Excerpt provided:
Route information
- Maintained by MoDOT
- Length: 6.771 mi (10.897 km)

Major junctions
- South end: Route 740 in Columbia
- I-70 BL in Columbia; I-70 / US 40 in Columbia;
- North end: US 63 north of Columbia

Location
- Country: United States
- State: Missouri
- Counties: Boone

Highway system
- Missouri State Highway System; Interstate; US; State; Supplemental;
| ← Route 759 |  | → Route 765 |

= Missouri Route 763 =

State highway in Missouri, U.S.

Route 763 is a highway in Boone County, Missouri, United States. Its southern terminus is at Route 740 in the city of the Columbia. Between Route 740 and Business Loop Interstate 70 (BL I-70), it is known as College Avenue. It is briefly concurrent with BL I-70 for 2/10 mi before turning onto Rangeline Road. This section between Business Loop 70 and US 63 is an old alignment of U.S. Route 63 (US 63).

Raw data:
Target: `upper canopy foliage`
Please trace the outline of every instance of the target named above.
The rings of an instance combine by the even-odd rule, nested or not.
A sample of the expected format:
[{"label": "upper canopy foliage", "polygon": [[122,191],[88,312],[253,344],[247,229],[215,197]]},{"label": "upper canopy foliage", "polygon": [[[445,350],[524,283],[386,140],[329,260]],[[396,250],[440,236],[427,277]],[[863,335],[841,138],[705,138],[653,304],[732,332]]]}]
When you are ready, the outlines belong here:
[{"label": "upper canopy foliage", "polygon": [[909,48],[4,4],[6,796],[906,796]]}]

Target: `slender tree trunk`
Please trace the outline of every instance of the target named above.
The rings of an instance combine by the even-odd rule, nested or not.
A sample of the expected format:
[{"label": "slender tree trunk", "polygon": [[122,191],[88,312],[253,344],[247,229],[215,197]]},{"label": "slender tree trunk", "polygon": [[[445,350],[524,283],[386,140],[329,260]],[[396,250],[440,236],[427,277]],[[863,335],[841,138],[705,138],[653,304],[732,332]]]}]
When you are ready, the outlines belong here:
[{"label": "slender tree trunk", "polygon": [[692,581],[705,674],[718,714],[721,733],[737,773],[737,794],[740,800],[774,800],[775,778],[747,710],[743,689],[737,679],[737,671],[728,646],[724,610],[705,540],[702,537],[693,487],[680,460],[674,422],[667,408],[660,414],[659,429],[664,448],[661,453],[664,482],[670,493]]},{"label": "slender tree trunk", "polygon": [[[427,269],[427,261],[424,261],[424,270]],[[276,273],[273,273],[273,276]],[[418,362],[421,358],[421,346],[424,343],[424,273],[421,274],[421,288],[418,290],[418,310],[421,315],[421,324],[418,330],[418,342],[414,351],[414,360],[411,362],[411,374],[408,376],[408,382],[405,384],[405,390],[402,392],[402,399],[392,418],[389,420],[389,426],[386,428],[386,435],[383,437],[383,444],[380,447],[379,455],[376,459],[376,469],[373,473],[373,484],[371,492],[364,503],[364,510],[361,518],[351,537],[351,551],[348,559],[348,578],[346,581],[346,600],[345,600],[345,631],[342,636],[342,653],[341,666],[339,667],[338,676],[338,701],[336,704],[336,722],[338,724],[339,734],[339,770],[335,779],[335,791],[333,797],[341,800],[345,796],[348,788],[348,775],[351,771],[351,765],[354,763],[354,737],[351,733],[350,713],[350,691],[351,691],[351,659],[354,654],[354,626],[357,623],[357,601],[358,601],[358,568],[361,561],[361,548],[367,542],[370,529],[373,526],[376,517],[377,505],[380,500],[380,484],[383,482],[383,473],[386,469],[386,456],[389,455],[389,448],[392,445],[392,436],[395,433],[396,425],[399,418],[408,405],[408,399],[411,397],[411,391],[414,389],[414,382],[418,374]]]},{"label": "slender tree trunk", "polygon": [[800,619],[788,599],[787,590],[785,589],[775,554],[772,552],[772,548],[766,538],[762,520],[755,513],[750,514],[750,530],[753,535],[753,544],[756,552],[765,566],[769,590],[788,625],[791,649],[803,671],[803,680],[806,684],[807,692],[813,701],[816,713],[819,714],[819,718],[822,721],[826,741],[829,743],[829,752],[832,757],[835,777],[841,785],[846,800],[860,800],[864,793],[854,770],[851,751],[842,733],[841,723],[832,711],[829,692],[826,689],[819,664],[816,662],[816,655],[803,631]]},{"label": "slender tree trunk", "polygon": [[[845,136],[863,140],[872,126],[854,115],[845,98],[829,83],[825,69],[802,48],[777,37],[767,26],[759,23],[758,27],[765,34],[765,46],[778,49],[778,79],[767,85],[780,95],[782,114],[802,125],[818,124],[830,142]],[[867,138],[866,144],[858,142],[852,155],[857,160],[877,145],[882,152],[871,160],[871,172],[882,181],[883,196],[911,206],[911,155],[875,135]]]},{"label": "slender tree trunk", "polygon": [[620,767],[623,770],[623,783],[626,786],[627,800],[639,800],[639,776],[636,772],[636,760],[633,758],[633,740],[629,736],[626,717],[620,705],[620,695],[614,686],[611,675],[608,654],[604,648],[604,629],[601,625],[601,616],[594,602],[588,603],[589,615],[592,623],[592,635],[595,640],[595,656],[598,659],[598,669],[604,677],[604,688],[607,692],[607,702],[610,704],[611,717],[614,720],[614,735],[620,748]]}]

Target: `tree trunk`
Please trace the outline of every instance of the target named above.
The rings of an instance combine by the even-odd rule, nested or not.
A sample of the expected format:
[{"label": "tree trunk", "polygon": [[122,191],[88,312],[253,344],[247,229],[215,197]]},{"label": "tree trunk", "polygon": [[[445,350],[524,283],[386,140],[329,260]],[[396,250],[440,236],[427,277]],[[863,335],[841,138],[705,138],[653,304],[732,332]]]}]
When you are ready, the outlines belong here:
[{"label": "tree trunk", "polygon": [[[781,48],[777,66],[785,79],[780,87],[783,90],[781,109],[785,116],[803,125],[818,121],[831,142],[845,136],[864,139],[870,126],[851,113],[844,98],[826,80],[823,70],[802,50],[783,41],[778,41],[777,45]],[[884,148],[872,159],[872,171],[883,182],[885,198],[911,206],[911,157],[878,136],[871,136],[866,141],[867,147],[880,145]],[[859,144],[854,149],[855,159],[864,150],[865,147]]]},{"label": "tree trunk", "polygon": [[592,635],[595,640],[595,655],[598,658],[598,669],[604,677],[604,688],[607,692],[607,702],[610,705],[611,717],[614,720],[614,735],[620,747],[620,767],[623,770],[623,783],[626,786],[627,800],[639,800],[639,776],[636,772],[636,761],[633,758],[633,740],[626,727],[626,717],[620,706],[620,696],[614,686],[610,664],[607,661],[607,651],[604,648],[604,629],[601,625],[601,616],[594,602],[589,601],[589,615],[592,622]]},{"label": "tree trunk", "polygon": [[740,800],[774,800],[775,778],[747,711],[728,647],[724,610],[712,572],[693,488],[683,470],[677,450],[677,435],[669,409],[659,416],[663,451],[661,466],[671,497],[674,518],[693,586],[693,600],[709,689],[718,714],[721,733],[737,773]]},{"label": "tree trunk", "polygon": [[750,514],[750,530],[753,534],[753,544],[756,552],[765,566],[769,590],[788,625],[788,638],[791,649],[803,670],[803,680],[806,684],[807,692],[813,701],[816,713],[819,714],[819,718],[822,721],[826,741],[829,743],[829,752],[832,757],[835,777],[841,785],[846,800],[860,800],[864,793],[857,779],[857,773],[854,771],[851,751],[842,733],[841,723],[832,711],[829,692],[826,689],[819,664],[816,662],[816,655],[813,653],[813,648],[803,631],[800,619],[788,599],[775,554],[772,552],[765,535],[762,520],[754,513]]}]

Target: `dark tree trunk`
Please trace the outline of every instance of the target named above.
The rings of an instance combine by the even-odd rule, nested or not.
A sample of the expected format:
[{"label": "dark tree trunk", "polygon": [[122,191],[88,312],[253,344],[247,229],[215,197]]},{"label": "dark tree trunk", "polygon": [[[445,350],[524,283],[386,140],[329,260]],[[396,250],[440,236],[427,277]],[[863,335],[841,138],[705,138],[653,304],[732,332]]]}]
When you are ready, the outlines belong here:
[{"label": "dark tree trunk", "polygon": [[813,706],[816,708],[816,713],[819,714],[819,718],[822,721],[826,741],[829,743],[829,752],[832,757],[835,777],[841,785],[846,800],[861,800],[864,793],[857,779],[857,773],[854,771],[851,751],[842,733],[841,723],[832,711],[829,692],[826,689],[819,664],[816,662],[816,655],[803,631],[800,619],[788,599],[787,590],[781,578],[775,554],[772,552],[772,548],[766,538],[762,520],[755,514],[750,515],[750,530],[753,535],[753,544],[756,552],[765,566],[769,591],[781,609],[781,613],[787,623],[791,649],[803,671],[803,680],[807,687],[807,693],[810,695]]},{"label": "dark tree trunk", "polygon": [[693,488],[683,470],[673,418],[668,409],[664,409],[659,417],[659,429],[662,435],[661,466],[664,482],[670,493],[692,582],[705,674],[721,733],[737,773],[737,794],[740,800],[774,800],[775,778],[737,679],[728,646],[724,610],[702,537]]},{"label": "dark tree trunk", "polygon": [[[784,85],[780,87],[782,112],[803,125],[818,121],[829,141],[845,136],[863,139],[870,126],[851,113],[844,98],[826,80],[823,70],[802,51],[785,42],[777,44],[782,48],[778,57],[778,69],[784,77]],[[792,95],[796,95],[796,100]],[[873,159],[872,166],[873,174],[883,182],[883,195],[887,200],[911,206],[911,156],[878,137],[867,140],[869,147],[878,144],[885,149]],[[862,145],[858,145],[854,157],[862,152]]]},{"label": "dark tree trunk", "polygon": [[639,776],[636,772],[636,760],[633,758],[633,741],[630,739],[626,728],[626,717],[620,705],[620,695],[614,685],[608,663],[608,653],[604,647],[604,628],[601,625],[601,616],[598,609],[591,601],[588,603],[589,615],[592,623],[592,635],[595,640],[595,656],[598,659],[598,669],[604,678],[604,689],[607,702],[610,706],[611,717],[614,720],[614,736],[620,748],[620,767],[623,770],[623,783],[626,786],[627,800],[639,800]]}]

Exercise requirements: Go on with the article on Missouri Route 763 from where it stops. The lines above aren't needed here.

Response below:
==Route description==
Route 763 begins at an intersection with Route 740 in Columbia, heading north on South College Avenue, a five-lane road with a center left-turn lane. The road passes through the University of Missouri campus, passing to the west of Sanborn Field. Past the university, the route intersects Broadway Street and becomes North College Avenue, passing homes and coming to an intersection with Paris Road, providing access to Route B, which officially begins past its junction with BL I-70. Route 763 passes more residences with some businesses and crosses a railroad line before coming to an intersection with BL I-70. At this point, Route 763 turns west to form a concurrency with BL I-70. on a four-lane divided highway before turning north onto four-lane undivided Rangeline Street. The road passes commercial establishments before becoming a divided highway and reaching an Dogbone interchange with I-70/US 40. Past this interchange, the route becomes undivided again and passes more businesses. Farther north, Route 763 becomes a divided highway and continues through areas of fields and businesses with some homes. The route reaches a roundabout where it intersects Route VV and Prathersville Road, the latter providing access to the southbound direction of US 63. Northbound motorists on US 63 must use Prathersville Road to access Route 763. Route 763 becomes a two-lane undivided road and merges into the northbound direction of US 63 at an interchange. Route 763 receives traffic from the southbound direction of US 63.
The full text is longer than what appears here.